● Action item:
Exactly as written, transcribe the data that follows.

● Data provided:
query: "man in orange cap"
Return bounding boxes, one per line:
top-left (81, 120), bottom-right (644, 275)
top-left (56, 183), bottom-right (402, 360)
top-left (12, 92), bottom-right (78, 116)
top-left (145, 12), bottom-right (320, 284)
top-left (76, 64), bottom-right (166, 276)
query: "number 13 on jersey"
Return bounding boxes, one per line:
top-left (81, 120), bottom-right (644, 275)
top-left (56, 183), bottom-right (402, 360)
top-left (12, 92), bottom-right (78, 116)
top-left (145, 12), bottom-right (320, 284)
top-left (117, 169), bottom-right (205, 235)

● Response:
query: "man in orange cap"
Return bounding boxes, one per line:
top-left (81, 120), bottom-right (644, 275)
top-left (56, 183), bottom-right (402, 360)
top-left (12, 92), bottom-right (78, 116)
top-left (145, 12), bottom-right (320, 284)
top-left (76, 64), bottom-right (166, 276)
query: "number 13 on jersey"
Return bounding boxes, one per line:
top-left (81, 120), bottom-right (644, 275)
top-left (56, 183), bottom-right (402, 360)
top-left (12, 92), bottom-right (78, 116)
top-left (145, 12), bottom-right (320, 284)
top-left (117, 169), bottom-right (205, 235)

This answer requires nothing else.